# What you should do:
Copy out word for word the lines of the records, starting at the line that contains "Question. The picture above shows the man in" and ending at the last line of the records, both included.

Location identification items
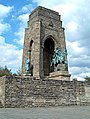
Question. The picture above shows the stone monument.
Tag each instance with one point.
(44, 52)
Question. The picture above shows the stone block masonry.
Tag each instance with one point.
(21, 92)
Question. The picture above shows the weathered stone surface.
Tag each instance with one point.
(46, 31)
(31, 92)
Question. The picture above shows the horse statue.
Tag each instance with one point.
(59, 58)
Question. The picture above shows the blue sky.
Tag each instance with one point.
(75, 15)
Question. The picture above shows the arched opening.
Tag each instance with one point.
(48, 52)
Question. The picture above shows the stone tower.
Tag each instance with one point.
(44, 40)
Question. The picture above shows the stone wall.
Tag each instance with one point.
(30, 92)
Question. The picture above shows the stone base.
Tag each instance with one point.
(60, 75)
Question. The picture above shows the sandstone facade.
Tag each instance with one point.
(44, 33)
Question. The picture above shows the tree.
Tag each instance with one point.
(5, 71)
(87, 79)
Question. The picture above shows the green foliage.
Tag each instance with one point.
(87, 79)
(5, 71)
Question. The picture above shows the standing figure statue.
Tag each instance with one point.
(27, 66)
(58, 59)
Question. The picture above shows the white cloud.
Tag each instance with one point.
(10, 55)
(4, 11)
(27, 8)
(4, 27)
(72, 26)
(20, 33)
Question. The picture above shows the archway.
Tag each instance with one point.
(48, 52)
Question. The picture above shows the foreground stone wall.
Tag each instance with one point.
(31, 92)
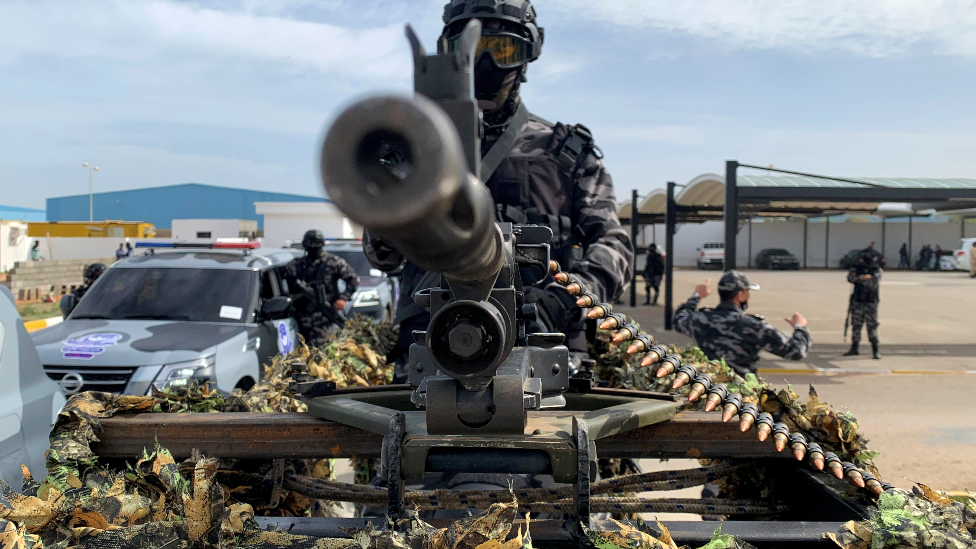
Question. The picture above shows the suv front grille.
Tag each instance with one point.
(105, 379)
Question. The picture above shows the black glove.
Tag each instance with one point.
(557, 308)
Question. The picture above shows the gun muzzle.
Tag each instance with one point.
(396, 166)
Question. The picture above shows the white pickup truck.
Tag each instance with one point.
(711, 254)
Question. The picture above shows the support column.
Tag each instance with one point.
(633, 239)
(884, 235)
(911, 225)
(731, 212)
(806, 223)
(749, 259)
(670, 225)
(827, 245)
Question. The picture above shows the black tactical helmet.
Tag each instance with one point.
(93, 271)
(313, 239)
(518, 12)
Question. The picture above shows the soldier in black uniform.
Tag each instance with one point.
(728, 332)
(653, 273)
(863, 309)
(313, 281)
(70, 301)
(538, 173)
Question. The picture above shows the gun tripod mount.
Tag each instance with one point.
(487, 394)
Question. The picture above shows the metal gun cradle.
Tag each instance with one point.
(488, 395)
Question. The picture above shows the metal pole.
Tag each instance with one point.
(805, 228)
(731, 212)
(911, 224)
(91, 207)
(884, 234)
(633, 239)
(749, 259)
(670, 222)
(827, 245)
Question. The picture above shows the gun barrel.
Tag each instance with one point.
(396, 166)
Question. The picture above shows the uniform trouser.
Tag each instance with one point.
(861, 314)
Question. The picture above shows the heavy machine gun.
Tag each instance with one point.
(493, 395)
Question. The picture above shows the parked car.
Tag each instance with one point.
(711, 254)
(172, 316)
(777, 258)
(29, 401)
(376, 296)
(962, 254)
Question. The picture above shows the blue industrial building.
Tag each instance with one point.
(16, 213)
(161, 205)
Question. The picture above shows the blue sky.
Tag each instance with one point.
(238, 92)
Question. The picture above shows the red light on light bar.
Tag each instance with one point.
(236, 245)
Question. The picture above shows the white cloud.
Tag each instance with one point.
(144, 30)
(874, 28)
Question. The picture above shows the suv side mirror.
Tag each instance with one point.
(276, 307)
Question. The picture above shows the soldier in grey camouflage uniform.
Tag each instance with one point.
(322, 272)
(538, 173)
(728, 332)
(863, 309)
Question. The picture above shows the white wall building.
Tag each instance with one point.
(286, 222)
(14, 243)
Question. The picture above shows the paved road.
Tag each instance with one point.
(917, 404)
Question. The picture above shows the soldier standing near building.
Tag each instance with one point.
(313, 281)
(70, 301)
(863, 309)
(728, 332)
(653, 273)
(538, 173)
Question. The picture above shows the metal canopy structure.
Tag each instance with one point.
(788, 194)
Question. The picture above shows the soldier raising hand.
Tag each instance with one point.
(728, 332)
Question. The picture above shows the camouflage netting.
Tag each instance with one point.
(153, 501)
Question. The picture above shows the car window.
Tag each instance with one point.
(356, 259)
(200, 295)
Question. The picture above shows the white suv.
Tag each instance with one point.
(711, 254)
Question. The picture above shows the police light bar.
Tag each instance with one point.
(203, 245)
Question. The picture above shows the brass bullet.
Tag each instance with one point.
(716, 395)
(781, 435)
(798, 443)
(586, 300)
(654, 355)
(686, 372)
(834, 465)
(701, 385)
(600, 310)
(815, 456)
(613, 321)
(747, 416)
(641, 342)
(731, 406)
(764, 426)
(872, 483)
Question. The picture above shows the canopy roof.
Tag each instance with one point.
(784, 196)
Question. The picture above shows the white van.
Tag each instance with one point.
(962, 254)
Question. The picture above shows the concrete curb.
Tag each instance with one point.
(35, 325)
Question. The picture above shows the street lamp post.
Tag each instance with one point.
(91, 207)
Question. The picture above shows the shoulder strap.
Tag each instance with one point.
(572, 150)
(499, 151)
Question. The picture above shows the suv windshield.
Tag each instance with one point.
(198, 295)
(356, 259)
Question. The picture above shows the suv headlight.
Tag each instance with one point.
(181, 373)
(369, 298)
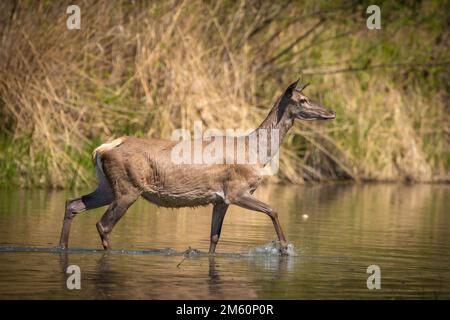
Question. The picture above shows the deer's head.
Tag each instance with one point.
(298, 106)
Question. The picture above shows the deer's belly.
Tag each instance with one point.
(184, 199)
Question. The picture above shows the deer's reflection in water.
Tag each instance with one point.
(115, 276)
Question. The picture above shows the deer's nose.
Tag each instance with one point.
(329, 115)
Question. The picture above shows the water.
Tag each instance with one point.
(336, 232)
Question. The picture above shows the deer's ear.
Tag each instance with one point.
(291, 88)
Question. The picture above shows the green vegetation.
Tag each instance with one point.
(146, 68)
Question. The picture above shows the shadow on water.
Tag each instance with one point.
(337, 230)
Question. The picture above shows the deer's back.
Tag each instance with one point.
(147, 164)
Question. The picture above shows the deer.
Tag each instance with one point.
(129, 167)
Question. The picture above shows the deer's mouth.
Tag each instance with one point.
(319, 115)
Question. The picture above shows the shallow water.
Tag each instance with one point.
(336, 233)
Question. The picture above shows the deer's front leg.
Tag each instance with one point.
(218, 215)
(247, 201)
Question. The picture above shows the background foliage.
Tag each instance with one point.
(145, 68)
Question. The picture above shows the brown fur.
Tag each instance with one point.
(129, 167)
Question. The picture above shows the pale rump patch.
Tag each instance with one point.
(97, 159)
(107, 146)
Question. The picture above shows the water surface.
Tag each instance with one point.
(337, 231)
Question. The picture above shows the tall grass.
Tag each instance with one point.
(146, 68)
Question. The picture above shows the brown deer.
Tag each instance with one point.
(130, 167)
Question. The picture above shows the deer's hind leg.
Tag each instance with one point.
(100, 197)
(113, 214)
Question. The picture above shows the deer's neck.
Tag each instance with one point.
(273, 129)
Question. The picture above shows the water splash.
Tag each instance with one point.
(272, 248)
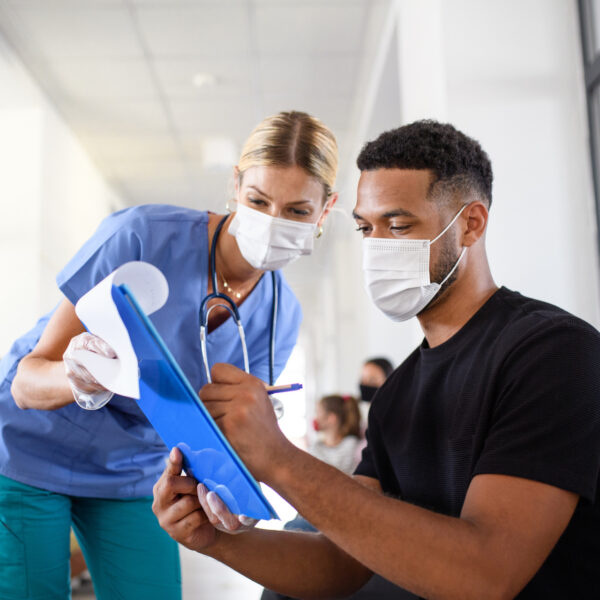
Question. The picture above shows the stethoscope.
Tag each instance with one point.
(231, 306)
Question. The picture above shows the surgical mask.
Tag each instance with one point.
(270, 243)
(397, 274)
(367, 392)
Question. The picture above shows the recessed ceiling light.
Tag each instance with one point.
(218, 152)
(204, 80)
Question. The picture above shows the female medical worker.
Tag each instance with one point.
(61, 466)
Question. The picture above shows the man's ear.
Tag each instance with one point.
(474, 220)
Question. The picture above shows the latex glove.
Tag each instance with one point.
(219, 515)
(88, 393)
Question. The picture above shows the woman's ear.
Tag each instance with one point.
(475, 218)
(331, 200)
(236, 180)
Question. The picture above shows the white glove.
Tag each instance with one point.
(88, 393)
(220, 516)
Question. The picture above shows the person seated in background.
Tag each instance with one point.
(480, 476)
(337, 423)
(373, 374)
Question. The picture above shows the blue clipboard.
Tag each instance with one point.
(177, 414)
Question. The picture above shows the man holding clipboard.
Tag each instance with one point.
(480, 475)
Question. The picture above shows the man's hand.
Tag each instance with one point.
(240, 405)
(178, 509)
(220, 516)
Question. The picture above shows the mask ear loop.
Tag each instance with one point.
(435, 239)
(454, 267)
(463, 250)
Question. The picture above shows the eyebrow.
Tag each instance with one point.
(400, 212)
(301, 201)
(257, 189)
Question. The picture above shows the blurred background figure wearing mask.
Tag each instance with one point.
(372, 376)
(63, 467)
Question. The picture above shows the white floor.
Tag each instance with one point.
(205, 579)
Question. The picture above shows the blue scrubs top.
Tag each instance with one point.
(114, 452)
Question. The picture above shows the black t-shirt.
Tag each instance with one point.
(515, 392)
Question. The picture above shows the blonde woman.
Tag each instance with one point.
(61, 466)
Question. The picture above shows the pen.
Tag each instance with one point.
(290, 387)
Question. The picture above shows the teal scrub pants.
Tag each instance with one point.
(127, 553)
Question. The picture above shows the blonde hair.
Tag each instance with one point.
(293, 139)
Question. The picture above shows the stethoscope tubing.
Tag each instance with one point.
(231, 306)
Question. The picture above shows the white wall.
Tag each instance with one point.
(510, 75)
(51, 199)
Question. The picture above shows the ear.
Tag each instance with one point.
(474, 218)
(236, 180)
(331, 200)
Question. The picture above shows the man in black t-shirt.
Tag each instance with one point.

# Task result:
Question. The picture above shows the man in black t-shirt.
Tag each instance with one point.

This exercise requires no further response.